Task objective: Exactly reproduce each record listed below.

** start of Given data **

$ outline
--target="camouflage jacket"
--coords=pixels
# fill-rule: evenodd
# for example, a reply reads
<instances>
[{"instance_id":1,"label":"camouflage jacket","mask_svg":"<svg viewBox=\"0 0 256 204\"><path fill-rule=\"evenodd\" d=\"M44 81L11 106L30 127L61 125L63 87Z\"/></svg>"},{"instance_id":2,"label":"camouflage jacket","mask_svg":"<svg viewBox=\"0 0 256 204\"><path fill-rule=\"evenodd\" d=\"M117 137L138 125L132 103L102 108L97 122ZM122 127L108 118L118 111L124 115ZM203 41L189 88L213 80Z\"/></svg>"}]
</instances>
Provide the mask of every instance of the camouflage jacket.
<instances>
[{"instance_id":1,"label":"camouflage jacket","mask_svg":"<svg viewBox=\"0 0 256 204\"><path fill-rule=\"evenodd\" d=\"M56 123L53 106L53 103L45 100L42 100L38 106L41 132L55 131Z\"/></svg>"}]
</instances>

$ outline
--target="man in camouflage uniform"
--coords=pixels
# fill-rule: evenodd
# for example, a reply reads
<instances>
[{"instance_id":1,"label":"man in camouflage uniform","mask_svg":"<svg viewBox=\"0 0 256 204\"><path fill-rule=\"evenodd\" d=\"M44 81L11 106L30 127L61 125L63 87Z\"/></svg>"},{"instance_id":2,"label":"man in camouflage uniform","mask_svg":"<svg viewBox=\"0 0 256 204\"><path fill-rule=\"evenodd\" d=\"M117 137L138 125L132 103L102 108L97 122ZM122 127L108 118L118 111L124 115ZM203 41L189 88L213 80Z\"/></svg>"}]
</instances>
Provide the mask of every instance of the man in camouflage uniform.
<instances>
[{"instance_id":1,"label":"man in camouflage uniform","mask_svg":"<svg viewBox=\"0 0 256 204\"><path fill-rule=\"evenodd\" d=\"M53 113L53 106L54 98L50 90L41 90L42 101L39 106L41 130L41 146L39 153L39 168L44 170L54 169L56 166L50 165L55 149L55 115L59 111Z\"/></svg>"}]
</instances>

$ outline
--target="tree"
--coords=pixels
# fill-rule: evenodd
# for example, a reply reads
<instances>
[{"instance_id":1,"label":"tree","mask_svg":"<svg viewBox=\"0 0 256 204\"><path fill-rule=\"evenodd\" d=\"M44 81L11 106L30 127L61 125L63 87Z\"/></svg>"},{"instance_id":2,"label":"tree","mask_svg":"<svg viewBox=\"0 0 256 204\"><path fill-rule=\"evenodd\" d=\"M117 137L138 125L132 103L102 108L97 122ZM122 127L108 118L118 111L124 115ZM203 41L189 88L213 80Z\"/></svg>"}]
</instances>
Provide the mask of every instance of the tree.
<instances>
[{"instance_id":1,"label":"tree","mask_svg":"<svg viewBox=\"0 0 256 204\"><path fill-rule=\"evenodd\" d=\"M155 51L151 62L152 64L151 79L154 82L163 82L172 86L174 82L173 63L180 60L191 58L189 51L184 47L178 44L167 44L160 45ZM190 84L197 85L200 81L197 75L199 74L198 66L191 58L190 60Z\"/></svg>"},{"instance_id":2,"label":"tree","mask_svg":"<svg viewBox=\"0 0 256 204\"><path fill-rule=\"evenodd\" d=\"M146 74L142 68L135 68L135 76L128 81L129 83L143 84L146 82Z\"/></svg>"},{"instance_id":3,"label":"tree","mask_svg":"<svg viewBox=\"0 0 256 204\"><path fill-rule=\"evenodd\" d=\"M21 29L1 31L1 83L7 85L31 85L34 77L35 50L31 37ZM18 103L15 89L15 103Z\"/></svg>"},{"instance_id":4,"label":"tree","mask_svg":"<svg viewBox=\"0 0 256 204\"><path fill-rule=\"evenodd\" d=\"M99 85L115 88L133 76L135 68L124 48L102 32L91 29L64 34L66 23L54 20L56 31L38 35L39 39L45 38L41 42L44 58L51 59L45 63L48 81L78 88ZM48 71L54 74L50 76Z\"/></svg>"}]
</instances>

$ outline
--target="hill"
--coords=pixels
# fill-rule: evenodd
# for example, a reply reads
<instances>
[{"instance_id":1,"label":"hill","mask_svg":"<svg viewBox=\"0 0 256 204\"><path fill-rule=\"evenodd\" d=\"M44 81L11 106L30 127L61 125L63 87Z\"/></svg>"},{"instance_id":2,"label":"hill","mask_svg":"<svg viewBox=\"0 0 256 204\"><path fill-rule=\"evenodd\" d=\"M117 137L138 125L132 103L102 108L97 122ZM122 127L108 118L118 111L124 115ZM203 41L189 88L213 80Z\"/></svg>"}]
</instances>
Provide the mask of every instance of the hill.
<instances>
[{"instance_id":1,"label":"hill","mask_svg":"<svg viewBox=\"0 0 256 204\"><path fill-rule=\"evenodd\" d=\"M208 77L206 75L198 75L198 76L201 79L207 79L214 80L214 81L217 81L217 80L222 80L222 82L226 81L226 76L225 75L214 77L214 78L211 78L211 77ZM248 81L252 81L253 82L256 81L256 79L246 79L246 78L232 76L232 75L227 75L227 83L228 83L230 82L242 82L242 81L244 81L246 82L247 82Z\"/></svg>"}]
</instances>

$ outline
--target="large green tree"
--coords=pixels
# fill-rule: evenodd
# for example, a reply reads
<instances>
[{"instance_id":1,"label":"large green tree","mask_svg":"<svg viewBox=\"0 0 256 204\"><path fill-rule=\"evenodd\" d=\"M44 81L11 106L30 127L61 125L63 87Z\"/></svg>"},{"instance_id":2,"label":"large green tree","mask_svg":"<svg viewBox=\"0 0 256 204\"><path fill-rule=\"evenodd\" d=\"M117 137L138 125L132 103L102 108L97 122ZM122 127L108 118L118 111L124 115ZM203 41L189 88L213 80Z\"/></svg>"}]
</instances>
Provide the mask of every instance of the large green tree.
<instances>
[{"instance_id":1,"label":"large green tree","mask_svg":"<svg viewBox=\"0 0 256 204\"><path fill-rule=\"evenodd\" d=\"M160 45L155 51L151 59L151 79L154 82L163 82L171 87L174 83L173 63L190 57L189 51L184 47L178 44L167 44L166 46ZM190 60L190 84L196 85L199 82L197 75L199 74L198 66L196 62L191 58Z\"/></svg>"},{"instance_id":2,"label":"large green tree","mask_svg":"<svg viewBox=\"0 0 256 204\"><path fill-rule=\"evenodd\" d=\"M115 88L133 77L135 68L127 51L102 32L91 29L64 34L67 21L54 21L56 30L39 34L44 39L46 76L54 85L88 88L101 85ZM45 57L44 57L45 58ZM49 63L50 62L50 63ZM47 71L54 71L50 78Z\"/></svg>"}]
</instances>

** end of Given data **

Final result:
$ outline
--target="camouflage jacket"
--coords=pixels
# fill-rule: evenodd
# for example, a reply reads
<instances>
[{"instance_id":1,"label":"camouflage jacket","mask_svg":"<svg viewBox=\"0 0 256 204\"><path fill-rule=\"evenodd\" d=\"M44 81L11 106L30 127L61 125L63 87Z\"/></svg>"},{"instance_id":2,"label":"camouflage jacket","mask_svg":"<svg viewBox=\"0 0 256 204\"><path fill-rule=\"evenodd\" d=\"M117 137L138 125L132 103L102 108L97 122ZM122 127L108 118L118 111L124 115ZM203 41L189 88L213 80Z\"/></svg>"}]
</instances>
Provide the mask of every instance of the camouflage jacket.
<instances>
[{"instance_id":1,"label":"camouflage jacket","mask_svg":"<svg viewBox=\"0 0 256 204\"><path fill-rule=\"evenodd\" d=\"M56 123L53 106L53 103L45 100L42 100L38 106L41 132L55 131Z\"/></svg>"}]
</instances>

$ outline
--target="man in camouflage uniform"
--coords=pixels
# fill-rule: evenodd
# for example, a reply reads
<instances>
[{"instance_id":1,"label":"man in camouflage uniform","mask_svg":"<svg viewBox=\"0 0 256 204\"><path fill-rule=\"evenodd\" d=\"M44 81L11 106L30 127L61 125L63 87Z\"/></svg>"},{"instance_id":2,"label":"man in camouflage uniform","mask_svg":"<svg viewBox=\"0 0 256 204\"><path fill-rule=\"evenodd\" d=\"M117 137L138 125L132 103L102 108L97 122ZM122 127L108 118L118 111L124 115ZM203 41L189 88L213 80Z\"/></svg>"}]
</instances>
Provide the mask of every instance of the man in camouflage uniform.
<instances>
[{"instance_id":1,"label":"man in camouflage uniform","mask_svg":"<svg viewBox=\"0 0 256 204\"><path fill-rule=\"evenodd\" d=\"M53 113L53 106L54 98L50 90L41 90L42 101L39 106L41 130L41 146L39 153L39 168L44 170L54 169L56 166L50 165L55 149L55 115L59 111Z\"/></svg>"}]
</instances>

$ outline
--target="tree"
--coords=pixels
# fill-rule: evenodd
# for example, a reply reads
<instances>
[{"instance_id":1,"label":"tree","mask_svg":"<svg viewBox=\"0 0 256 204\"><path fill-rule=\"evenodd\" d=\"M44 81L11 106L30 127L61 125L63 87Z\"/></svg>"},{"instance_id":2,"label":"tree","mask_svg":"<svg viewBox=\"0 0 256 204\"><path fill-rule=\"evenodd\" d=\"M117 137L138 125L132 103L102 108L97 122ZM122 127L108 118L118 111L124 115ZM203 41L189 88L213 80Z\"/></svg>"}]
</instances>
Provide the mask of every instance of the tree.
<instances>
[{"instance_id":1,"label":"tree","mask_svg":"<svg viewBox=\"0 0 256 204\"><path fill-rule=\"evenodd\" d=\"M155 51L151 62L152 64L151 79L154 82L163 82L172 86L174 82L173 63L180 60L191 58L189 51L184 47L178 44L167 44L160 45ZM190 84L197 85L200 81L197 75L199 74L198 66L191 58L190 60Z\"/></svg>"},{"instance_id":2,"label":"tree","mask_svg":"<svg viewBox=\"0 0 256 204\"><path fill-rule=\"evenodd\" d=\"M146 74L142 68L135 68L135 76L128 81L129 83L143 84L146 82Z\"/></svg>"},{"instance_id":3,"label":"tree","mask_svg":"<svg viewBox=\"0 0 256 204\"><path fill-rule=\"evenodd\" d=\"M21 29L1 31L1 83L7 85L31 85L34 77L35 50L31 37ZM18 103L15 89L15 103Z\"/></svg>"},{"instance_id":4,"label":"tree","mask_svg":"<svg viewBox=\"0 0 256 204\"><path fill-rule=\"evenodd\" d=\"M99 85L115 88L133 76L135 68L124 48L102 32L91 29L64 34L66 23L54 20L56 31L38 35L39 39L45 38L41 42L44 58L51 59L45 63L48 81L78 88ZM48 71L54 74L50 76Z\"/></svg>"}]
</instances>

$ outline
--target="hill"
--coords=pixels
# fill-rule: evenodd
# for example, a reply reads
<instances>
[{"instance_id":1,"label":"hill","mask_svg":"<svg viewBox=\"0 0 256 204\"><path fill-rule=\"evenodd\" d=\"M44 81L11 106L30 127L61 125L63 87Z\"/></svg>"},{"instance_id":2,"label":"hill","mask_svg":"<svg viewBox=\"0 0 256 204\"><path fill-rule=\"evenodd\" d=\"M117 137L138 125L132 103L102 108L97 122ZM122 127L108 118L118 111L124 115ZM203 41L189 88L213 80Z\"/></svg>"}]
</instances>
Provide the mask of every instance of the hill.
<instances>
[{"instance_id":1,"label":"hill","mask_svg":"<svg viewBox=\"0 0 256 204\"><path fill-rule=\"evenodd\" d=\"M208 77L206 75L198 75L198 76L201 79L207 79L214 80L214 81L217 81L217 80L222 80L222 82L226 81L226 76L225 75L214 77L214 78L211 78L211 77ZM248 81L252 81L253 82L256 81L256 79L246 79L246 78L232 76L232 75L227 75L227 83L228 83L230 82L242 82L242 81L244 81L246 82L247 82Z\"/></svg>"}]
</instances>

$ outline
--target="large green tree"
--coords=pixels
# fill-rule: evenodd
# for example, a reply reads
<instances>
[{"instance_id":1,"label":"large green tree","mask_svg":"<svg viewBox=\"0 0 256 204\"><path fill-rule=\"evenodd\" d=\"M44 81L11 106L30 127L61 125L63 87Z\"/></svg>"},{"instance_id":2,"label":"large green tree","mask_svg":"<svg viewBox=\"0 0 256 204\"><path fill-rule=\"evenodd\" d=\"M117 137L138 125L132 103L102 108L97 122ZM122 127L108 118L118 111L124 115ZM203 41L189 88L213 80Z\"/></svg>"}]
</instances>
Provide the mask of every instance of the large green tree.
<instances>
[{"instance_id":1,"label":"large green tree","mask_svg":"<svg viewBox=\"0 0 256 204\"><path fill-rule=\"evenodd\" d=\"M160 45L155 51L151 59L151 79L154 82L163 82L171 87L174 83L173 63L190 57L189 51L184 47L178 44L167 44L166 46ZM190 60L190 84L196 85L199 82L197 75L199 74L198 66L196 62L191 58Z\"/></svg>"},{"instance_id":2,"label":"large green tree","mask_svg":"<svg viewBox=\"0 0 256 204\"><path fill-rule=\"evenodd\" d=\"M115 88L133 77L135 68L127 51L102 32L91 29L64 34L67 21L54 21L56 30L39 34L44 39L46 76L54 85L88 88L101 85ZM45 57L44 57L45 58ZM49 63L50 62L50 63ZM47 71L54 71L50 78Z\"/></svg>"}]
</instances>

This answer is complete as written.